(Exercise goal) Render the lines of the listing below, between the line holding "of berries receives" and the line holding "column 454, row 217", inclusive, as a Markdown table with the columns No. and Text, leaving out blank lines.

(Records shown)

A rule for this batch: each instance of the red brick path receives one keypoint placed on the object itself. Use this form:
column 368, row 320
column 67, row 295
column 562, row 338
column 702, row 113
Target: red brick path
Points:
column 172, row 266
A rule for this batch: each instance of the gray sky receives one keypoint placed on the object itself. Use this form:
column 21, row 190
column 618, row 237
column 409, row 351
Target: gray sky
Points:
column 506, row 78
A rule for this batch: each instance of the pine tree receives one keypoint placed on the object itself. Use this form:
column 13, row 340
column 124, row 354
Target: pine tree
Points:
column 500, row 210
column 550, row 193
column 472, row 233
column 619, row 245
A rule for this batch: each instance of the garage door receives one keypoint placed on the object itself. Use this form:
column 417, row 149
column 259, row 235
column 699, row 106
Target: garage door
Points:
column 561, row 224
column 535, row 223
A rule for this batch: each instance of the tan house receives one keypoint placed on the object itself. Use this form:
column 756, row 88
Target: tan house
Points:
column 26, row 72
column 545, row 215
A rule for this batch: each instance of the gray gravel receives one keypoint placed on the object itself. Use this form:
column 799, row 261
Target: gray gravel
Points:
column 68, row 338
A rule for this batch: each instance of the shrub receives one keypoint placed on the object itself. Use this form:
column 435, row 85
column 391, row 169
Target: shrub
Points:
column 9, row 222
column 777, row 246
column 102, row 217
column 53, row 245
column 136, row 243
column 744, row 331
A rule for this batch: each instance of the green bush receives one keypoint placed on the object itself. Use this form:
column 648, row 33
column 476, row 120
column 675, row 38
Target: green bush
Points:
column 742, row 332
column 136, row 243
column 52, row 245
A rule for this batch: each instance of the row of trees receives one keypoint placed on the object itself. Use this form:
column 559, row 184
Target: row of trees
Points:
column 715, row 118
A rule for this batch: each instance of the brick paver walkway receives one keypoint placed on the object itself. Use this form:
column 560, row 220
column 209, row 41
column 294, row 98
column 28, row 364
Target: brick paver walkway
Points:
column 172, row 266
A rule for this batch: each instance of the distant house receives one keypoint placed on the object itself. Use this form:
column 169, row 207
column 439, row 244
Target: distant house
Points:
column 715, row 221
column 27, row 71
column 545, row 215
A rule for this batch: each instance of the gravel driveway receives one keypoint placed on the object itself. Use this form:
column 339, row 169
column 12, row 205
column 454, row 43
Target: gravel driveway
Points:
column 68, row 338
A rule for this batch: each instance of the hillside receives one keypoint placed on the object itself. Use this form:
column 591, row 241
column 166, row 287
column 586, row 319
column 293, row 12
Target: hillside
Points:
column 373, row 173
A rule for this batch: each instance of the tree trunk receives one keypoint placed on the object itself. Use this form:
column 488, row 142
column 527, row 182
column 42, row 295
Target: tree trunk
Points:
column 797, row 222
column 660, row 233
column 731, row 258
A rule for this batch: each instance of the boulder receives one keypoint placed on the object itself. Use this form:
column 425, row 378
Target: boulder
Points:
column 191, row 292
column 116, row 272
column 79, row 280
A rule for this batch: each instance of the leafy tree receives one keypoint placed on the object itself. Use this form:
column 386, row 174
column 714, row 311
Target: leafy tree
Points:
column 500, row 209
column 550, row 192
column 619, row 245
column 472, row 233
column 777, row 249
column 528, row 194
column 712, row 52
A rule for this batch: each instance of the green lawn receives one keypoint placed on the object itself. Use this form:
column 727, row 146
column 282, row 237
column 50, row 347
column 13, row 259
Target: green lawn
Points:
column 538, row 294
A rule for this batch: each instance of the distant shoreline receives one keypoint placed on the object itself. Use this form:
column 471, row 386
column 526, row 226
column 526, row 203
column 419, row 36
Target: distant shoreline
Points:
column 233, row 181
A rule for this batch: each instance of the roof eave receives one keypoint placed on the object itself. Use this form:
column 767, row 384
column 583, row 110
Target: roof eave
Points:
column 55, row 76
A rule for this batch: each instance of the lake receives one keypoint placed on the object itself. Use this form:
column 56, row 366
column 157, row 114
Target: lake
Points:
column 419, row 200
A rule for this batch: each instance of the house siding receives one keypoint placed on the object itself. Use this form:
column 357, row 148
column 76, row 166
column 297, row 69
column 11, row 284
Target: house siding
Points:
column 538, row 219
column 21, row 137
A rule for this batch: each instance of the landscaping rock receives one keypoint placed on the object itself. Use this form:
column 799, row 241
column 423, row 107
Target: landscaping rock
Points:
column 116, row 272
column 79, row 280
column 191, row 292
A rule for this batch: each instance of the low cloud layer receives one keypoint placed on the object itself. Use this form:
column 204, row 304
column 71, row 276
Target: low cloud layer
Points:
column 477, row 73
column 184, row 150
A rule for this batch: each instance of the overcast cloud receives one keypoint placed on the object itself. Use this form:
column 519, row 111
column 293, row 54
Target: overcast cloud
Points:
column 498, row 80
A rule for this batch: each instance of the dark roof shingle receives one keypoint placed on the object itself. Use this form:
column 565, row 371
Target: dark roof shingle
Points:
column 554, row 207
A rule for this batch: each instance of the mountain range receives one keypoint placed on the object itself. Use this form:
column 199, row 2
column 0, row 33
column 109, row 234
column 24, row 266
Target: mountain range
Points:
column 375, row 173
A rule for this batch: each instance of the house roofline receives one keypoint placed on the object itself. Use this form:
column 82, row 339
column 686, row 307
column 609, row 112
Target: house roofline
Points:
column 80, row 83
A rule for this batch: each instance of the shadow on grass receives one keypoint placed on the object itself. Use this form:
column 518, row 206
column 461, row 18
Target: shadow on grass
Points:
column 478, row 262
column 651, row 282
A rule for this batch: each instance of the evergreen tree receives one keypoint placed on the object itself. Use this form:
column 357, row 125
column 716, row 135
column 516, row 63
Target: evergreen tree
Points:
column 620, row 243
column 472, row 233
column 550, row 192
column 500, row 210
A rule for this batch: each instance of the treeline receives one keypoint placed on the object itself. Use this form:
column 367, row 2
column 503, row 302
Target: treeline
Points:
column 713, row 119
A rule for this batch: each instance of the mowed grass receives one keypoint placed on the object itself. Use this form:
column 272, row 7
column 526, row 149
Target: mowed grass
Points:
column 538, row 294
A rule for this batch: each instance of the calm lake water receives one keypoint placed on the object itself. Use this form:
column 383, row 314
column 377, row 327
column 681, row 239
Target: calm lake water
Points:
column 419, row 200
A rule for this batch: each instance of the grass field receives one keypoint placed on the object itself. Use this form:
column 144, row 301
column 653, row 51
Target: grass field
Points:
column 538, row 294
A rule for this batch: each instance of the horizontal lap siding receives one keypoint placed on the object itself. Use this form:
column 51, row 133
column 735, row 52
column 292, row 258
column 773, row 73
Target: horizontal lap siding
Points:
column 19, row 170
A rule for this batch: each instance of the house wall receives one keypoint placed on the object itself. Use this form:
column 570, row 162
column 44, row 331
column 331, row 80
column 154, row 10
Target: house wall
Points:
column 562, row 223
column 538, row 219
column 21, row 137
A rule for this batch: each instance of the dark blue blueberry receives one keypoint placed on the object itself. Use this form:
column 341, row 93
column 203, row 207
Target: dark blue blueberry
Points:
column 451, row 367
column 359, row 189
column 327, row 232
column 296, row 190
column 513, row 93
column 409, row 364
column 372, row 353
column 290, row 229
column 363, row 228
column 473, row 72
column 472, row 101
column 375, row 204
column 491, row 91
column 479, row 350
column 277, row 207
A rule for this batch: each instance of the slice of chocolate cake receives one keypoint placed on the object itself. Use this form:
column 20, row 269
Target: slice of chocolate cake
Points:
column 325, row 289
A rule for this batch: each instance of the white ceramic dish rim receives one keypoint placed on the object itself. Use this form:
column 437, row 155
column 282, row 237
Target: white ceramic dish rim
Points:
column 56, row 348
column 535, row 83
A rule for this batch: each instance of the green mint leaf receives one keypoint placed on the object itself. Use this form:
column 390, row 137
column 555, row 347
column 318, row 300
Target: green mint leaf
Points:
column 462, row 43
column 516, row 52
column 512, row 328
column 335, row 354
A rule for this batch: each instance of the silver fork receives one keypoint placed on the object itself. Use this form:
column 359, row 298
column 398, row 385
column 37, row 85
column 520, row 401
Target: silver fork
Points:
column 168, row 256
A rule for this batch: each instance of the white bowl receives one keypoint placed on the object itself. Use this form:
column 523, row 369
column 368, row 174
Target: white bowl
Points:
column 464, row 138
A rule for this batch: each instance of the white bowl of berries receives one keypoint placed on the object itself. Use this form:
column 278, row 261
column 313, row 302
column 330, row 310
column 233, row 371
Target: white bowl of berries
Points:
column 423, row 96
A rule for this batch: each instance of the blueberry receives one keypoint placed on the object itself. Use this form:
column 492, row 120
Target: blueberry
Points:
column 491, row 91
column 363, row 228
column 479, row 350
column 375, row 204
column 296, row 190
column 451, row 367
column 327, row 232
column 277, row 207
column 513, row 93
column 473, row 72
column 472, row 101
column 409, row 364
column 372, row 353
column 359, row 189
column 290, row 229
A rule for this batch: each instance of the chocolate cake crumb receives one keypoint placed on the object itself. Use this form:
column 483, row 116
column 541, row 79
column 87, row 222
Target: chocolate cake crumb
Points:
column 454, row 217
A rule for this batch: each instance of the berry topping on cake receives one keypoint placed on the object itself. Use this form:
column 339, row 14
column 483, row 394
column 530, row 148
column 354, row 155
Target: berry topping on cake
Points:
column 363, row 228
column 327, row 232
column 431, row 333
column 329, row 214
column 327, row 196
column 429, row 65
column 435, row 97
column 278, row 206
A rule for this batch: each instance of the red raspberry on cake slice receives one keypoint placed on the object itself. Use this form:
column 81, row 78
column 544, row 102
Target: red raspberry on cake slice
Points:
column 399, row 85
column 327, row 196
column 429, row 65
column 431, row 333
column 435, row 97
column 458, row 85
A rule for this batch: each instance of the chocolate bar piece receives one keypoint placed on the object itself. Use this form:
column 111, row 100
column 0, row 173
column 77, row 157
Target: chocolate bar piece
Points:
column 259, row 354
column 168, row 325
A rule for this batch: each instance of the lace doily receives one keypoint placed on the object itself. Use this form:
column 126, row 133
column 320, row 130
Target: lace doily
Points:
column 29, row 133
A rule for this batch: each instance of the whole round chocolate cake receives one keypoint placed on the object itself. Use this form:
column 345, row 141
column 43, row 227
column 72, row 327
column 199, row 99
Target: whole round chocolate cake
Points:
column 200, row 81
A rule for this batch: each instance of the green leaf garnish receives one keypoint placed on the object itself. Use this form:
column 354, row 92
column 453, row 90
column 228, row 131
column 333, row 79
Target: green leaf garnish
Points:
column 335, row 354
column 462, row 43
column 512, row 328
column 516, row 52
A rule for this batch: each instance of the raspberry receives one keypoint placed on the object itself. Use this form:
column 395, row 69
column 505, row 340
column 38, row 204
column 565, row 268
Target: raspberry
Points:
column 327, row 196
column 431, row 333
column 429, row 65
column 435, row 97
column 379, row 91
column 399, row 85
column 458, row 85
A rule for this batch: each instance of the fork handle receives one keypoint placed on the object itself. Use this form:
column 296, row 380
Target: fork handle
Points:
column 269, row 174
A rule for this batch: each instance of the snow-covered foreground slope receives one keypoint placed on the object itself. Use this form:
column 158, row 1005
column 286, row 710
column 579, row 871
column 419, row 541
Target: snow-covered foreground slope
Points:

(Exercise response)
| No. | Text |
|---|---|
| 1 | A rule for this batch: each instance of the white bowl of berries receives one keypoint placed on the object itself. Use this form: |
| 2 | column 278, row 261 |
| 3 | column 313, row 302 |
| 4 | column 330, row 310 |
| 5 | column 233, row 371 |
| 6 | Target: white bowl of berries |
| 7 | Points: |
| 8 | column 423, row 96 |
| 9 | A rule for this batch: each instance of the blueberry receives one keypoint placed on the object itself. Use this form: |
| 10 | column 492, row 120 |
| 11 | Target: blueberry |
| 12 | Points: |
| 13 | column 491, row 91 |
| 14 | column 363, row 228 |
| 15 | column 479, row 350 |
| 16 | column 375, row 204 |
| 17 | column 296, row 190 |
| 18 | column 451, row 367 |
| 19 | column 327, row 232 |
| 20 | column 277, row 207 |
| 21 | column 513, row 93 |
| 22 | column 473, row 72 |
| 23 | column 472, row 101 |
| 24 | column 409, row 364 |
| 25 | column 372, row 353 |
| 26 | column 359, row 189 |
| 27 | column 290, row 229 |
| 28 | A rule for this batch: each instance of the chocolate cake crumb receives one keypoint placed on the object itself. Use this form: |
| 29 | column 483, row 116 |
| 30 | column 541, row 79 |
| 31 | column 87, row 222 |
| 32 | Target: chocolate cake crumb |
| 33 | Points: |
| 34 | column 454, row 217 |